> **What you have to do**: Please reproduce the items below in the stretch from the line containing "Query: reflection on water" through the end of the items, substituting "wheel" for "tire" and leaving everything else unchanged. Leave the pictures out of your answer.

> **Provided material**:
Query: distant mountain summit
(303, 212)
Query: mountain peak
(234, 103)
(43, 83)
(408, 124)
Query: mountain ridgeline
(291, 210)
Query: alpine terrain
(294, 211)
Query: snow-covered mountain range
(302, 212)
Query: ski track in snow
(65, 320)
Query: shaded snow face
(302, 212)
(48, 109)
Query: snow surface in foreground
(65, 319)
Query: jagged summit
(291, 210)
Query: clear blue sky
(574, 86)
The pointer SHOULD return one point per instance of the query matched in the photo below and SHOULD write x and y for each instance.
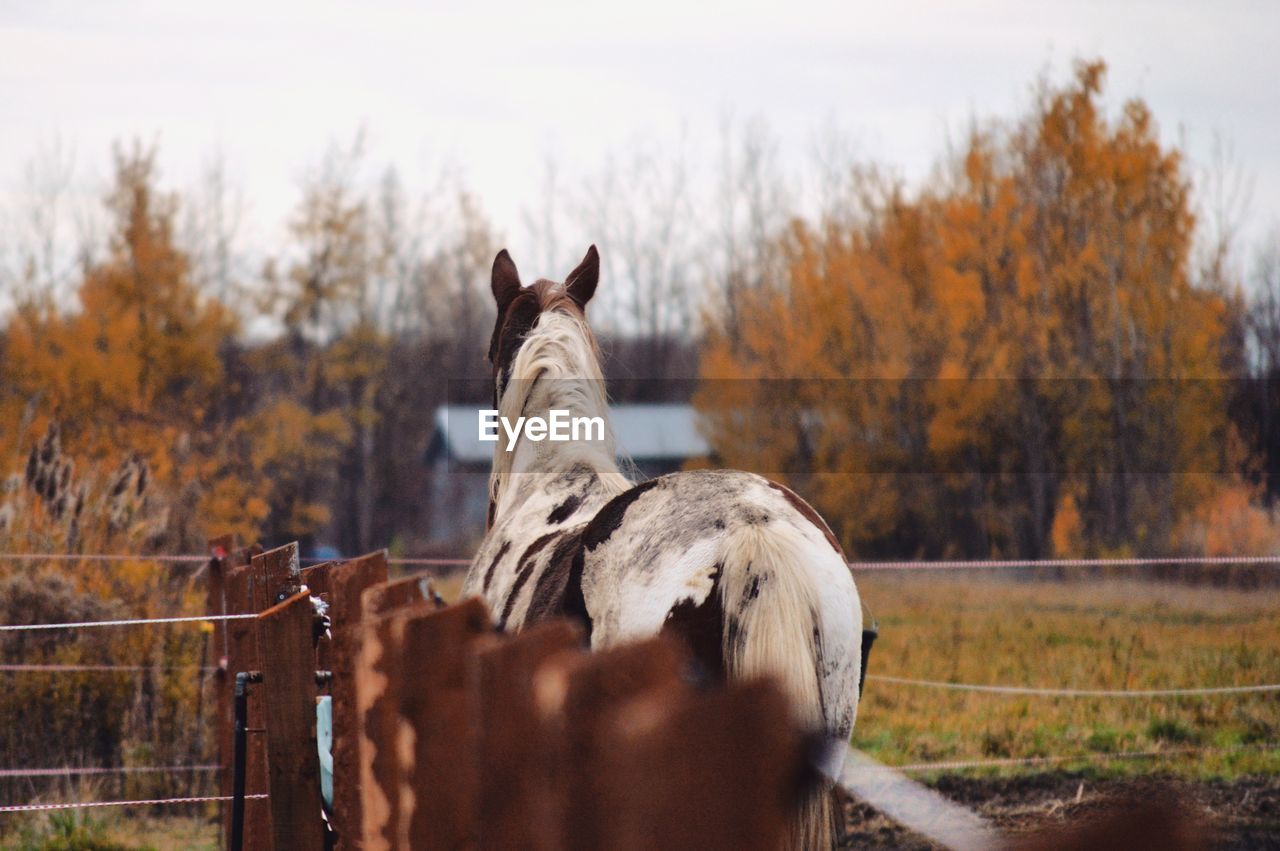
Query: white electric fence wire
(995, 563)
(154, 801)
(106, 769)
(914, 805)
(85, 625)
(1077, 692)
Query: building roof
(643, 433)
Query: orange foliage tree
(1020, 342)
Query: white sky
(493, 88)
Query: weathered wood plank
(287, 696)
(274, 576)
(437, 737)
(378, 681)
(348, 581)
(579, 695)
(515, 779)
(684, 769)
(242, 655)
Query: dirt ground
(1061, 809)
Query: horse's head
(520, 307)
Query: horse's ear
(504, 280)
(581, 282)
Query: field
(1106, 634)
(1084, 634)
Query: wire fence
(1037, 691)
(85, 771)
(127, 622)
(932, 564)
(910, 768)
(950, 765)
(151, 801)
(1093, 756)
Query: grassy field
(1082, 634)
(1079, 634)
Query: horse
(739, 567)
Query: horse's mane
(558, 366)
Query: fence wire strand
(1036, 691)
(152, 801)
(106, 769)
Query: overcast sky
(493, 88)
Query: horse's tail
(773, 626)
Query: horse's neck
(554, 371)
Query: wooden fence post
(579, 695)
(720, 771)
(242, 655)
(274, 576)
(347, 582)
(511, 754)
(287, 695)
(319, 580)
(438, 772)
(216, 683)
(378, 681)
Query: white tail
(772, 614)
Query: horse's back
(695, 552)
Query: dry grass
(1084, 634)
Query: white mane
(556, 367)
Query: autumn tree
(1019, 344)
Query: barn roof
(643, 431)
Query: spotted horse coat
(739, 567)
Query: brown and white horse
(740, 567)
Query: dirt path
(1239, 814)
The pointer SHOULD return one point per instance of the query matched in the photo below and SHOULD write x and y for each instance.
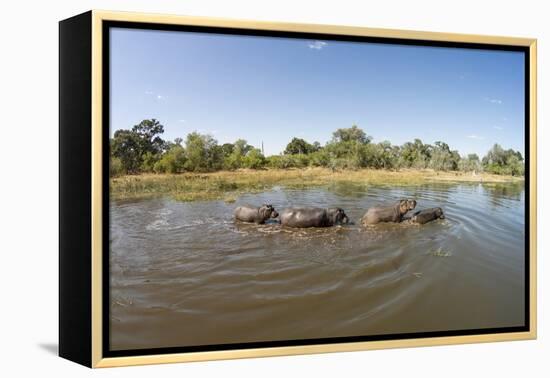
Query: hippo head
(338, 216)
(406, 205)
(268, 211)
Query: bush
(172, 161)
(116, 168)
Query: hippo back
(304, 217)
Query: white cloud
(157, 96)
(473, 136)
(317, 45)
(493, 100)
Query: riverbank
(228, 185)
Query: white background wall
(29, 241)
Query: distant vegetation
(142, 150)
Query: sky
(269, 90)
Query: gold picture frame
(90, 329)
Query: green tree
(300, 146)
(470, 163)
(172, 161)
(126, 146)
(352, 134)
(500, 161)
(202, 153)
(254, 159)
(133, 146)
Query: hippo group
(305, 217)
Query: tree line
(141, 149)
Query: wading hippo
(255, 214)
(313, 217)
(393, 213)
(427, 215)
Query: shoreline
(229, 185)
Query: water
(185, 274)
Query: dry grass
(228, 185)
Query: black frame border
(107, 25)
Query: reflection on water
(186, 274)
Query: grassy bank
(228, 185)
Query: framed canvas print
(236, 189)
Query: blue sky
(272, 89)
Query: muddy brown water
(183, 273)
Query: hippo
(393, 213)
(427, 215)
(313, 217)
(255, 214)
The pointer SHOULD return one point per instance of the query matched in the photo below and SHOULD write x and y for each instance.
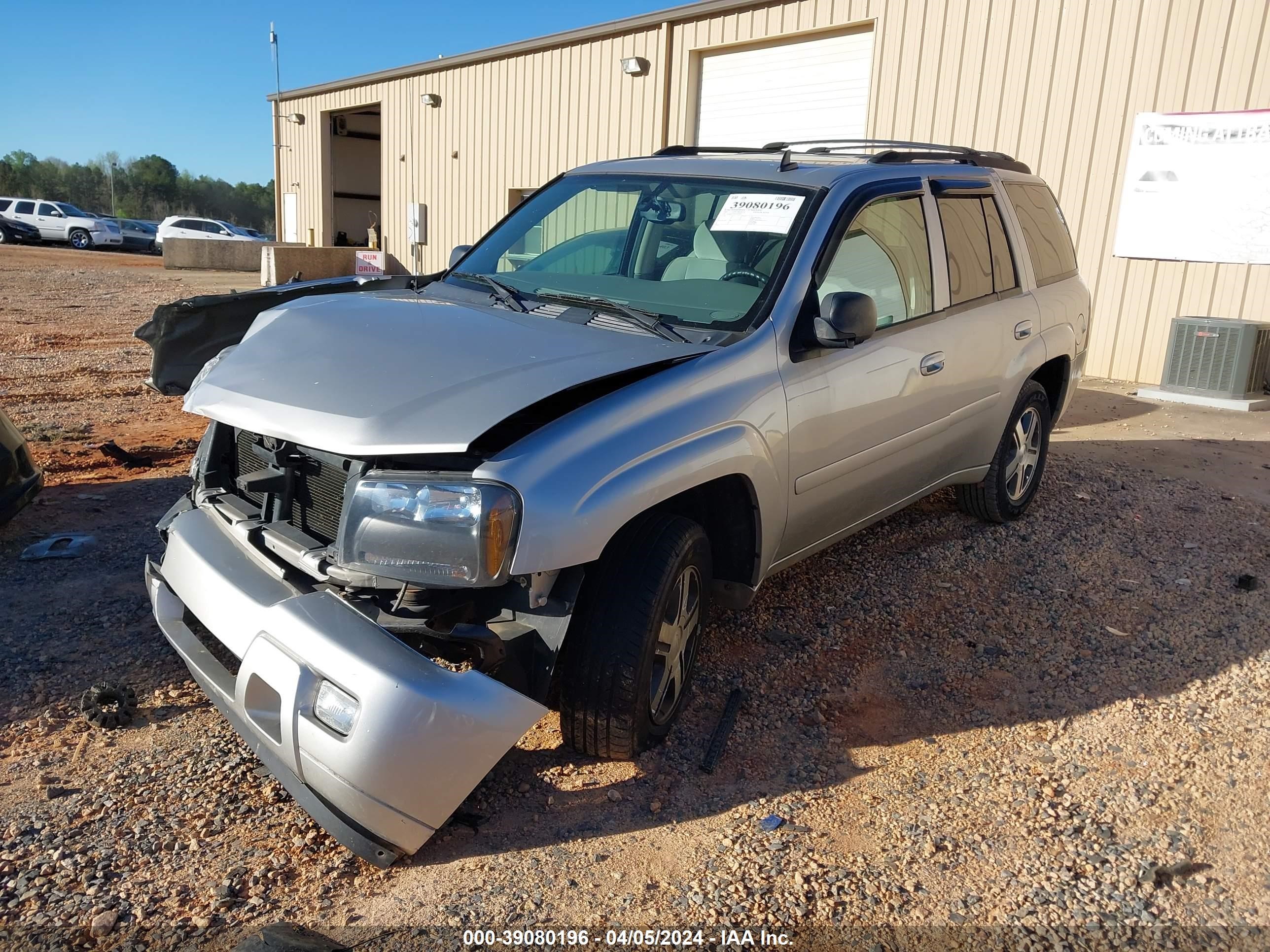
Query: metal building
(1056, 83)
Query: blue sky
(188, 80)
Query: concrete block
(281, 263)
(1251, 404)
(209, 254)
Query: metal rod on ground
(719, 739)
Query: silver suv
(61, 221)
(420, 518)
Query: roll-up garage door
(797, 91)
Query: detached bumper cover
(424, 737)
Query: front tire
(633, 643)
(1017, 470)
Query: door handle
(933, 364)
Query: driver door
(865, 423)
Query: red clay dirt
(70, 370)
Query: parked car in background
(138, 237)
(17, 233)
(190, 226)
(19, 476)
(61, 221)
(733, 362)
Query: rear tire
(628, 658)
(1019, 464)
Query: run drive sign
(369, 263)
(757, 212)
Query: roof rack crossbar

> **Written answer**:
Query: reflection on water
(186, 274)
Query: grassy bank
(228, 185)
Query: framed canvas print
(236, 189)
Query: blue sky
(272, 89)
Query: muddy brown water
(183, 273)
Query: hippo
(393, 213)
(427, 215)
(313, 217)
(255, 214)
The pointer SHOULD return one point per instance of the query matched in the photo below and SHOULD write x and y for each instance.
Query: metal building
(1056, 83)
Query: blue sky
(188, 80)
Query: concrete block
(281, 263)
(1251, 404)
(209, 254)
Query: metal rod on ground
(719, 739)
Query: silver suv
(61, 221)
(420, 518)
Query: roll-up garage door
(797, 91)
Query: detached bumper cover
(424, 737)
Query: front wheel
(633, 643)
(1017, 470)
Query: door handle
(933, 364)
Query: driver door
(865, 423)
Query: red clay dirt
(70, 370)
Query: parked car in background
(138, 237)
(17, 233)
(190, 226)
(19, 476)
(61, 221)
(733, 362)
Query: rear wheel
(628, 658)
(1019, 464)
Query: run drive sign
(369, 263)
(757, 212)
Query: roof rack crossbar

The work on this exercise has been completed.